• Text under study:
--- START ---
Sharing the experience
Do you have a school, education authority, government review of how the school/s handled the COVID – 19 lockdown that we can share?
Indeed if you would like to publish a reflective on your school’s experience in going digital we’d be delighted to publish those thoughts.
Simply email Mal Lee at firstname.lastname@example.org
The 2020 COVID – 19 pandemic obliged schools and their communities like never before to address the facility to move to a more digitally based schooling.
Notwithstanding we expect most schools, education authorities, teacher education institutions and governments to return as soon as possible to the standard model of schooling, still shaped by an analogue mindset, having no desire to go digital.
But we are also aware of notable exceptions worldwide that used the digital astutely, who grew as school communities during the pandemic and which will continue to grow as digitally mature organisations.
Our desire is to use this site to monitor and reflect upon the digital evolution of schooling.
Serendipitously over the last year Roger Broadie and I have been focussed on readying a new publication on the digital for ACER Press Australia.
The challenge given by the Publisher was to address the reality that a quarter of a century on from the world going online the use of the digital in most schools worldwide remained peripheral.
While the digitally connected young and their families globally had normalised the 24/7/365 use of the digital most schools had not.
Could we write a book that addressed that challenge, and assisted teachers and trainee teachers normalise the use of the digital in their teaching?
We’ve written a book entitled Digital Teachers. Digital Mindsets.
It will be released early 2021.
--- END ---
• Data extract:
--- START ---
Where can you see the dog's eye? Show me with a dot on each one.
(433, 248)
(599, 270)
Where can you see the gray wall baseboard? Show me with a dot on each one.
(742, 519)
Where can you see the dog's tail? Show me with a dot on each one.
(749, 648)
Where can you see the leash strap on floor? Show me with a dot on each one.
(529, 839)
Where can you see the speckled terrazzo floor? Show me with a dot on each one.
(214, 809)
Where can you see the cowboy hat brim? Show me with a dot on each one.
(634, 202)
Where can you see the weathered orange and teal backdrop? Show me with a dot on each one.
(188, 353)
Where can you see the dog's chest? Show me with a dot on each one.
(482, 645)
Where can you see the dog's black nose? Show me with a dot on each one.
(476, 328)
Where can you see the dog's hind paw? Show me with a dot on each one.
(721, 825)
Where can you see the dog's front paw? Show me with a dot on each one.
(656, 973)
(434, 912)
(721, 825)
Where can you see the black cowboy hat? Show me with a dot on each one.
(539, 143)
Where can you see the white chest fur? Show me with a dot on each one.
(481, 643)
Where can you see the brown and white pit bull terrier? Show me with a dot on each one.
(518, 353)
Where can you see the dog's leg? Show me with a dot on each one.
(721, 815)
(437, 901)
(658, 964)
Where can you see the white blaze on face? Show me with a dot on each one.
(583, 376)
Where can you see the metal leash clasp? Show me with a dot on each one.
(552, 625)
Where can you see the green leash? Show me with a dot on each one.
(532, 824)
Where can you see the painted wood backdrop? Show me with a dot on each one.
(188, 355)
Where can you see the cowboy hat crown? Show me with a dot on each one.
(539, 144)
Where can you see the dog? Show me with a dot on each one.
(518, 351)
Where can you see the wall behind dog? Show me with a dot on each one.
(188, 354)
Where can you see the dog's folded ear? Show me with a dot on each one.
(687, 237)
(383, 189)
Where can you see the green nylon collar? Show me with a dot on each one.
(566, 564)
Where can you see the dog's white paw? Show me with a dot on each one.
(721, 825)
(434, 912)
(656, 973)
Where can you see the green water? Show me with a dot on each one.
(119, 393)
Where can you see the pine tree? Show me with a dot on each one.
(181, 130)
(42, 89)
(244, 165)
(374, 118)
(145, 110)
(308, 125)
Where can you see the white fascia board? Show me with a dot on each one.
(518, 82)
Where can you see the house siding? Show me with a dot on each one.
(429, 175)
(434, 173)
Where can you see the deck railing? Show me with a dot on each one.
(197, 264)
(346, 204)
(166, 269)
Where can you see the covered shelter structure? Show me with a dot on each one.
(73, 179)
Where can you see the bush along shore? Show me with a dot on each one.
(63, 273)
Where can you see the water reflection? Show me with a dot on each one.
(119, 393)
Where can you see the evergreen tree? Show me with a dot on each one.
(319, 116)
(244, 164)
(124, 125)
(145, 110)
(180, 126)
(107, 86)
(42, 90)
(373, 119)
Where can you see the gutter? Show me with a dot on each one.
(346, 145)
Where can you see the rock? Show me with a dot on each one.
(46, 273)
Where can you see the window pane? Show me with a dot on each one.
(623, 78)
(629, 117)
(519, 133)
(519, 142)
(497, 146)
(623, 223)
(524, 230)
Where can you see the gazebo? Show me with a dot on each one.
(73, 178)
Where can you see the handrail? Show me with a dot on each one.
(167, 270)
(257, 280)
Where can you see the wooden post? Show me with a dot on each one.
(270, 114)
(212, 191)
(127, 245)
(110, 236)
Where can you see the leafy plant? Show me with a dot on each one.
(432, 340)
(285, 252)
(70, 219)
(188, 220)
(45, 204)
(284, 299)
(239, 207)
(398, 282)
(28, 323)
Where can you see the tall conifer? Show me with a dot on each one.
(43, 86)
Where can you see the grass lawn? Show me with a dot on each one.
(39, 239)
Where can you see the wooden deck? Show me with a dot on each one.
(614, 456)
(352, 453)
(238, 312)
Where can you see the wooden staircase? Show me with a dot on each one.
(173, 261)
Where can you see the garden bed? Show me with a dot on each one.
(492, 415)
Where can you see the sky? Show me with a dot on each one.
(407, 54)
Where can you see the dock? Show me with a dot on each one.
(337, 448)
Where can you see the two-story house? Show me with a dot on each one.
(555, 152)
--- END ---
• Work task: Write out the part of the text on schools going digital starting at "Sharing the experience" and ending at "digitally based schooling.". The listing comes from a source other than the text on schools going digital.

• Task output:
Sharing the experience
Do you have a school, education authority, government review of how the school/s handled the COVID – 19 lockdown that we can share?
Indeed if you would like to publish a reflective on your school’s experience in going digital we’d be delighted to publish those thoughts.
Simply email Mal Lee at firstname.lastname@example.org
The 2020 COVID – 19 pandemic obliged schools and their communities like never before to address the facility to move to a more digitally based schooling.